_Records shown_.
++++

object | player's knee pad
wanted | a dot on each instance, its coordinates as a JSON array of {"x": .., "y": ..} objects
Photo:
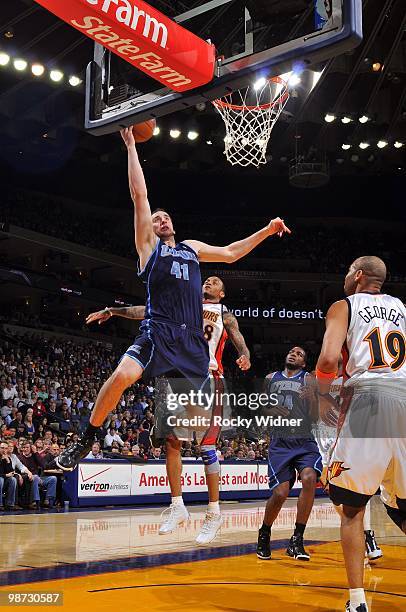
[
  {"x": 397, "y": 516},
  {"x": 210, "y": 459}
]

++++

_Work required_.
Take the listing and print it again exactly, but without any pictures.

_Exercise response_.
object | player's knee pad
wanted | a dot on each instance, its coordinates as a JSON array of {"x": .., "y": ..} objects
Photo:
[
  {"x": 397, "y": 516},
  {"x": 210, "y": 459}
]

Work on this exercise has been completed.